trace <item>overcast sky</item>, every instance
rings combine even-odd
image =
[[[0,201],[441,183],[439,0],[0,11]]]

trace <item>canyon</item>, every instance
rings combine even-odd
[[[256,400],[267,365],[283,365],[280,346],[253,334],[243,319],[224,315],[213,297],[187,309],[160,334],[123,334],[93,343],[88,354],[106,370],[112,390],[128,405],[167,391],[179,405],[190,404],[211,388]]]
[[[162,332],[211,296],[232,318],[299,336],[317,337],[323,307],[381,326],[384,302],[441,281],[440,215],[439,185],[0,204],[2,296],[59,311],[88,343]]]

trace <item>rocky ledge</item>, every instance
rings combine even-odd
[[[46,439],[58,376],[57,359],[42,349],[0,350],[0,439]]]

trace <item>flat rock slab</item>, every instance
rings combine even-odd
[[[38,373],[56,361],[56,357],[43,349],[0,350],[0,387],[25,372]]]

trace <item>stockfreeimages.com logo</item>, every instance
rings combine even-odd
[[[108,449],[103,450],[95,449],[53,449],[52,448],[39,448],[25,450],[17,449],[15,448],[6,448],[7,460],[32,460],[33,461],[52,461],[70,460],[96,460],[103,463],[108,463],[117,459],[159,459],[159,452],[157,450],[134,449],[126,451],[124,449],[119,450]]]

---

▶ _INSTRUCTION_:
Render every line of the listing above as a JSON list of strings, one string per line, omitting blank lines.

▶ _SOLUTION_:
[
  "trace <item>overcast sky</item>, every instance",
  "rings combine even-odd",
  "image =",
  "[[[0,201],[441,183],[439,0],[0,11]]]",
  "trace <item>canyon</item>, every instance",
  "rings combine even-odd",
  "[[[256,400],[267,365],[283,365],[280,346],[253,334],[243,319],[224,315],[213,297],[187,309],[160,334],[123,334],[93,343],[88,354],[106,370],[112,390],[128,405],[167,391],[179,405],[190,404],[211,388]]]",
  "[[[162,332],[211,296],[232,318],[299,336],[317,337],[323,307],[381,326],[384,302],[441,281],[440,215],[439,185],[0,204],[2,296],[59,311],[88,343]]]",
  "trace <item>rocky ledge</item>, every instance",
  "rings combine even-odd",
  "[[[46,439],[58,376],[57,359],[42,349],[0,350],[0,439]]]",
  "trace <item>flat rock slab</item>, every instance",
  "rings combine even-odd",
  "[[[38,373],[56,361],[56,357],[43,349],[0,350],[0,387],[25,372]]]",
  "trace <item>stockfreeimages.com logo</item>, every instance",
  "rings combine even-odd",
  "[[[108,449],[103,450],[95,449],[53,449],[52,448],[39,448],[25,450],[17,449],[15,448],[6,448],[7,460],[32,460],[33,461],[52,461],[70,460],[96,460],[103,463],[108,463],[117,459],[159,459],[159,452],[157,450],[134,449],[126,451],[124,449],[119,450]]]"
]